- WHAT YOU ARE ASKED TO DO -
Reproduce the Teddy experiment passage from "The answer: the" up to and including "rise up instantly.", renaming every occurrence of "Teddy" to "the cat".

- EXCERPTED PASSAGE -
★ ★ ★ ★
Results: the Teddy Experiment

Yesterday I described an experiment I conducted with my late tomcat Teddy.  When he trotted from the hallway of my apartment (where he greeted me in front of the elevator), into the apartment itself, his tail changed from the wary horizontal position to the happy vertical position.  At what point during the transit from hallway to safehouse did Teddy’s tail go vertical?

I mentioned two hypotheses: when his head crossed the doorway (which would suggest that perception of the brain being inside was sufficient to induce happiness) or when his entire body had passed through the doorway, indicating that Teddy knew when his whole self was safe inside the apartment.

Most people voted for the latter, but a few suggested “head alone”

The answer: the tail went vertical only when Teddy’s whole body was inside.

I repeatedly observed that the moment Teddy’s butt (“bum” for you Brits) passed over the threshold of my place, his tail would rise up instantly.

Conclusion: Teddy became mentally secure only when he knew that his entire body was out of harm’s way, safe in my crib.
★ ★ ★ ★
- DATASET RECORDS -
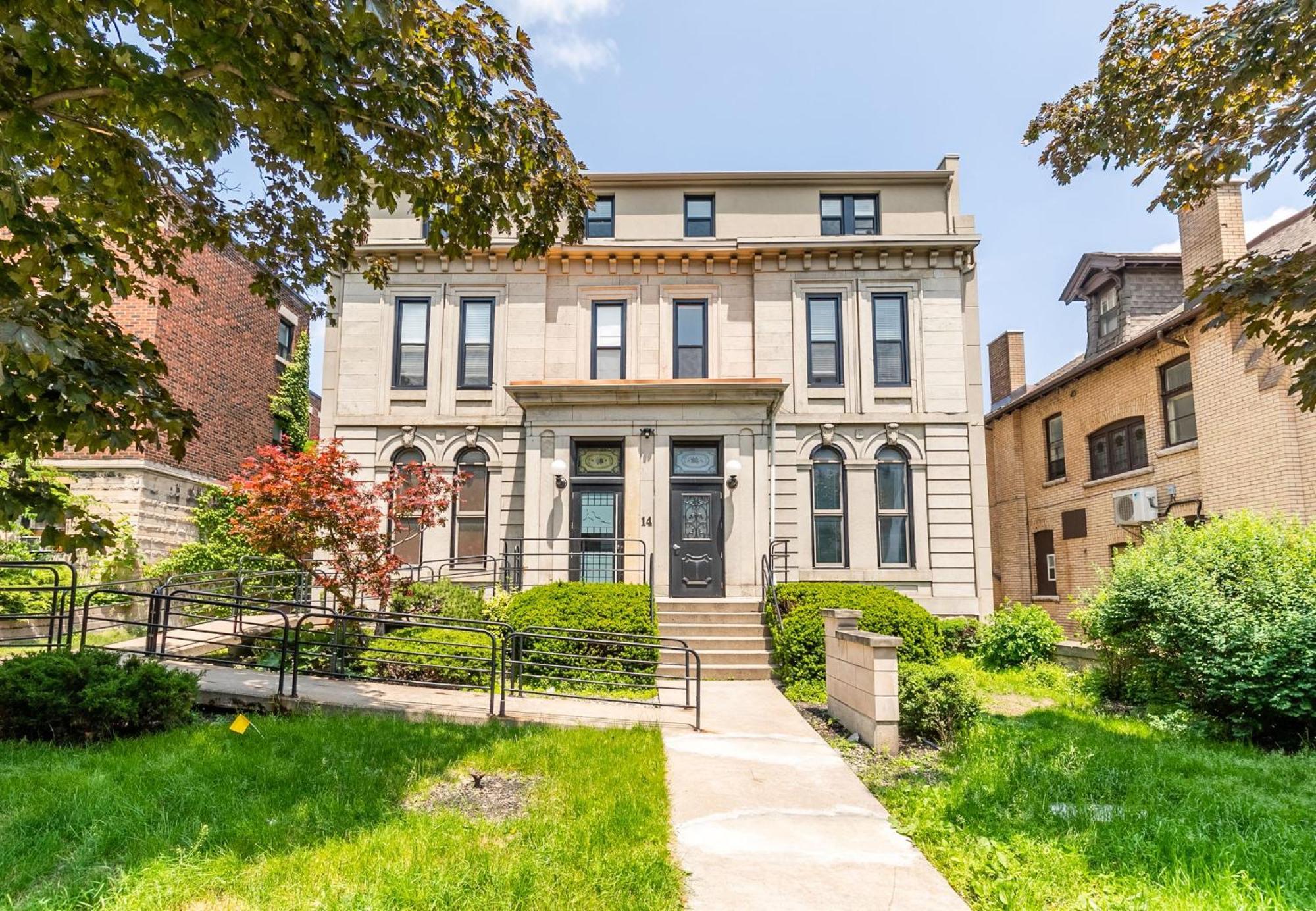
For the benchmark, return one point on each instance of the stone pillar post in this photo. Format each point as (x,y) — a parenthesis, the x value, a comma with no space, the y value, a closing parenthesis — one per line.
(861,680)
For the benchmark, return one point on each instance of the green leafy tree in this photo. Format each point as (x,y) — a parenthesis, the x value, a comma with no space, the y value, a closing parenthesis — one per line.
(115,120)
(291,403)
(1202,99)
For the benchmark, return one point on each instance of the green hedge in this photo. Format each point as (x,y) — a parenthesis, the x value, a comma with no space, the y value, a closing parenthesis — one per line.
(1219,618)
(799,640)
(603,608)
(85,697)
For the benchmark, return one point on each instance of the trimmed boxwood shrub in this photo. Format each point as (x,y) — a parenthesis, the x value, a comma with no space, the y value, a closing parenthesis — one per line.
(1018,635)
(85,697)
(799,646)
(601,608)
(1219,618)
(439,656)
(440,598)
(936,702)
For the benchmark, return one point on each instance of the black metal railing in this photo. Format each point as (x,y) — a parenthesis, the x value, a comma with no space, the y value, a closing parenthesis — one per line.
(574,559)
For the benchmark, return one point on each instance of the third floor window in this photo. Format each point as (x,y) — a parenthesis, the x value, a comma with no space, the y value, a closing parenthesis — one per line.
(847,214)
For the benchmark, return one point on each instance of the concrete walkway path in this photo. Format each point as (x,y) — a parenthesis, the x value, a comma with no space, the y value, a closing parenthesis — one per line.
(767,816)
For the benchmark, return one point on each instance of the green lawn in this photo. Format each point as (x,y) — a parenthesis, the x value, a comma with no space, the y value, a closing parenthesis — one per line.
(309,814)
(1067,808)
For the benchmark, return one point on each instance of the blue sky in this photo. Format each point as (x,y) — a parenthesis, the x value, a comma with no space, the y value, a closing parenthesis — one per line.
(782,85)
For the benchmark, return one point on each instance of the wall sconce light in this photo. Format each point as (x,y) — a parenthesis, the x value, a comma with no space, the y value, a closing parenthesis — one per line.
(734,475)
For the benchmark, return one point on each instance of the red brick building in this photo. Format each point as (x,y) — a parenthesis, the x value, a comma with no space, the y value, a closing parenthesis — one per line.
(224,348)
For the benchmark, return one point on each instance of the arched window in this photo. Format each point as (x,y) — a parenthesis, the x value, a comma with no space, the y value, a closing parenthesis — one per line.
(894,527)
(470,511)
(407,535)
(828,508)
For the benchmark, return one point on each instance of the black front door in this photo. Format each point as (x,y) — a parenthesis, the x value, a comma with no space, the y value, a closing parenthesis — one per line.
(697,540)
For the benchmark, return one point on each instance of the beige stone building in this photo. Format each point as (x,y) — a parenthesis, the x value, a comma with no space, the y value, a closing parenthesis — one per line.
(728,365)
(1159,417)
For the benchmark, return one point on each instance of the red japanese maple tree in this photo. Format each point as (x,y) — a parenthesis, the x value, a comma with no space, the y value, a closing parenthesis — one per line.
(303,502)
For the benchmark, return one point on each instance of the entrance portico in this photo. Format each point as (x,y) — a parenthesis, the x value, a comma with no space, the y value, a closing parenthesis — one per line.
(680,465)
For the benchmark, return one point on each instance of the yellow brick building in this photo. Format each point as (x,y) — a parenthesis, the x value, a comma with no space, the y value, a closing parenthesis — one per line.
(1159,417)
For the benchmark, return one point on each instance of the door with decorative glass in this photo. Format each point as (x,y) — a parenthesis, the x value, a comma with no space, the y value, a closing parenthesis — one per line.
(697,522)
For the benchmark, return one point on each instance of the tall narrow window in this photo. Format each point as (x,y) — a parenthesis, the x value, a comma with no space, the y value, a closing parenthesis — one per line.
(690,336)
(470,511)
(894,527)
(286,335)
(699,217)
(476,359)
(1181,417)
(411,344)
(599,221)
(1055,427)
(890,340)
(824,318)
(609,351)
(828,508)
(406,531)
(847,214)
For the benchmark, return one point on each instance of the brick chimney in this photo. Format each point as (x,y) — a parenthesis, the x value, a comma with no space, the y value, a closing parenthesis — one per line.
(1006,365)
(1213,232)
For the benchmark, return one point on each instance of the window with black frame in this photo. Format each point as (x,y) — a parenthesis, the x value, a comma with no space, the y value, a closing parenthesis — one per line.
(1181,417)
(411,343)
(890,340)
(609,346)
(476,352)
(1055,427)
(894,494)
(828,504)
(1118,448)
(824,334)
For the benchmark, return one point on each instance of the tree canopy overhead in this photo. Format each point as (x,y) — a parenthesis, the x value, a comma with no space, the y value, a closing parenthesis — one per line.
(116,120)
(1200,99)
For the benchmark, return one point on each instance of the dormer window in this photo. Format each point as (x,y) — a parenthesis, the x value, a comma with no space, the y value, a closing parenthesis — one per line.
(1109,313)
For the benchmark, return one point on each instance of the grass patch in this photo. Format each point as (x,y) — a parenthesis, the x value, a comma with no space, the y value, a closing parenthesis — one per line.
(1067,808)
(310,813)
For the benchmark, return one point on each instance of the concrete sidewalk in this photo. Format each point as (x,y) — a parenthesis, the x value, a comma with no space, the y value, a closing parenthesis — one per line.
(768,816)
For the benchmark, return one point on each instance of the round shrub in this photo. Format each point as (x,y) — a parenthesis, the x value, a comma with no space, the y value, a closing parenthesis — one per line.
(1221,618)
(440,598)
(1018,635)
(798,642)
(85,697)
(936,702)
(456,658)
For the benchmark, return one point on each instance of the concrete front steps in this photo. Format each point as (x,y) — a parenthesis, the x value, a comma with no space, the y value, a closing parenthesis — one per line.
(727,633)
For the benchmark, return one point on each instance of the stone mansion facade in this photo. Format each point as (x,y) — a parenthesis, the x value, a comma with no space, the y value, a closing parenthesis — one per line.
(727,365)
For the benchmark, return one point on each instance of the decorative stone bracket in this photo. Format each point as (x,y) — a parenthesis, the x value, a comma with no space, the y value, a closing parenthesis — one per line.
(861,680)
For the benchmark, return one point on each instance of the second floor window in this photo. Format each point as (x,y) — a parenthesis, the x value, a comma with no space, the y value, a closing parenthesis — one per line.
(1118,448)
(824,319)
(598,222)
(411,344)
(890,343)
(609,352)
(1181,417)
(690,334)
(286,335)
(1107,313)
(476,352)
(699,217)
(847,214)
(1055,427)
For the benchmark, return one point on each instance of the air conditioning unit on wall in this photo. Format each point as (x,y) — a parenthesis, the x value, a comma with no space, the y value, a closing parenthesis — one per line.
(1138,506)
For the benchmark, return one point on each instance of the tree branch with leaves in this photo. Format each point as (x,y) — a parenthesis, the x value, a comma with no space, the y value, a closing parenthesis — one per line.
(1202,99)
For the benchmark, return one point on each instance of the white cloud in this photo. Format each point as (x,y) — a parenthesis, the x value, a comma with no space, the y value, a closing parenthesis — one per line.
(1251,228)
(559,13)
(578,55)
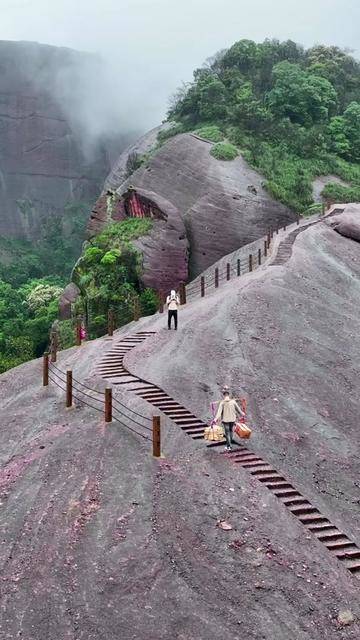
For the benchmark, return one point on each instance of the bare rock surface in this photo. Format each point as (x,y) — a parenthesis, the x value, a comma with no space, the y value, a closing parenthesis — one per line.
(139,148)
(348,224)
(222,204)
(100,541)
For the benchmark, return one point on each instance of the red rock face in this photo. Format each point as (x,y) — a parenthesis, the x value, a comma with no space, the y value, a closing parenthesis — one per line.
(42,164)
(165,250)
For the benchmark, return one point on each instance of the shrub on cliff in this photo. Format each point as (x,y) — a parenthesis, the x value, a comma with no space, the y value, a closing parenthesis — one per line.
(108,275)
(224,151)
(210,132)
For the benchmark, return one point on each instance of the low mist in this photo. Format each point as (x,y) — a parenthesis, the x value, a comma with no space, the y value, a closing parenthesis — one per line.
(142,50)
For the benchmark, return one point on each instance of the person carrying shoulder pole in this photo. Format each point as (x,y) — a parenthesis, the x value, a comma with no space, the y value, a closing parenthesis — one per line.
(173,303)
(226,413)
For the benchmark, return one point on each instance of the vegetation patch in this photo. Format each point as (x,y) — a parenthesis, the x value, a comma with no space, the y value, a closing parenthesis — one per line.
(294,113)
(210,132)
(108,275)
(224,151)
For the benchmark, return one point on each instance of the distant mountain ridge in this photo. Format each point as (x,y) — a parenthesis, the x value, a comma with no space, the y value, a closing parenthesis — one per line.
(43,163)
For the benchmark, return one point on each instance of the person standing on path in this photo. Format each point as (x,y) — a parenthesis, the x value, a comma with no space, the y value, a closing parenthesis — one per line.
(173,303)
(227,414)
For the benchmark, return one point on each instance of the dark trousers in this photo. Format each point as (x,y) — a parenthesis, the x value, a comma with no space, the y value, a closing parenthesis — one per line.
(172,314)
(228,427)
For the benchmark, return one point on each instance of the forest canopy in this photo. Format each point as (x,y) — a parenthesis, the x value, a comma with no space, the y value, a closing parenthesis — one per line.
(293,113)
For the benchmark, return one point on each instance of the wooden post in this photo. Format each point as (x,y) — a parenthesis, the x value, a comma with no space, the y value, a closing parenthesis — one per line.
(54,346)
(161,302)
(108,405)
(78,333)
(156,437)
(69,388)
(45,369)
(136,310)
(182,293)
(110,322)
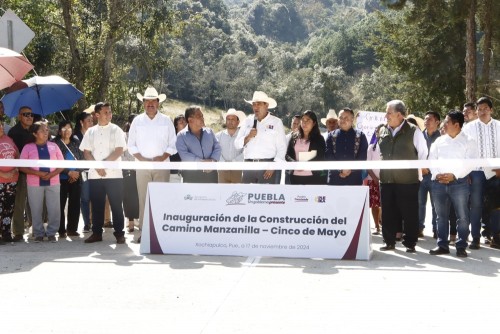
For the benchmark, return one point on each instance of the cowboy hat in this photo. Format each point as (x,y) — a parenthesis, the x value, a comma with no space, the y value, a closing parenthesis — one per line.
(240,114)
(331,114)
(90,109)
(151,94)
(419,121)
(262,97)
★ ★ ★ ★
- THE RESPONSE -
The answer: the tail went vertical only when the cat’s whole body was inside.

I repeatedly observed that the moment the cat’s butt (“bum” for you Brits) passed over the threshold of my place, his tail would rise up instantly.